(Entries taken from a collection)

= Beginning of Section =

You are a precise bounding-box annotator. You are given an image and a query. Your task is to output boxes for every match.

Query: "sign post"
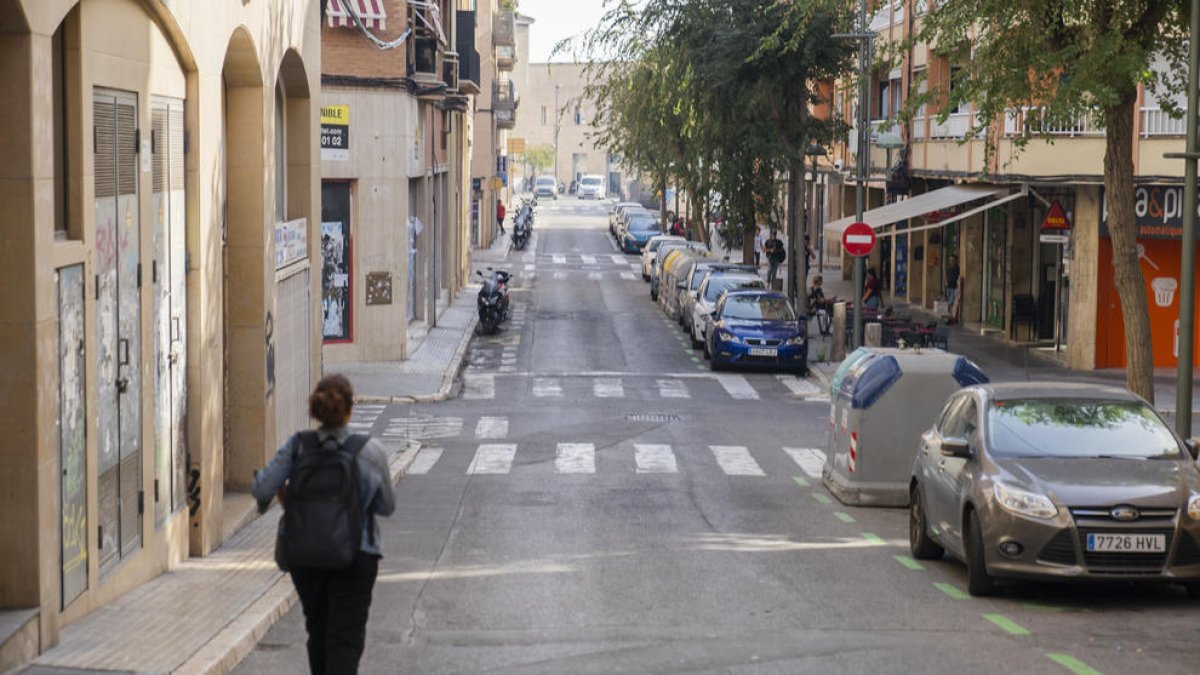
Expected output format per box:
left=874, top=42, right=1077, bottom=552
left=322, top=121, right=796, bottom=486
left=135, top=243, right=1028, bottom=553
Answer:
left=1039, top=200, right=1072, bottom=349
left=843, top=222, right=876, bottom=348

= End of Section =

• [INSTRUCTIONS FOR THE TASK] The answer must be every line from the records above that contains "output".

• [THE COMPLETED TASK]
You are a precise bounding-box annotator. You are given an image and a query. Your task is to output boxes for every match.
Expected output format per box:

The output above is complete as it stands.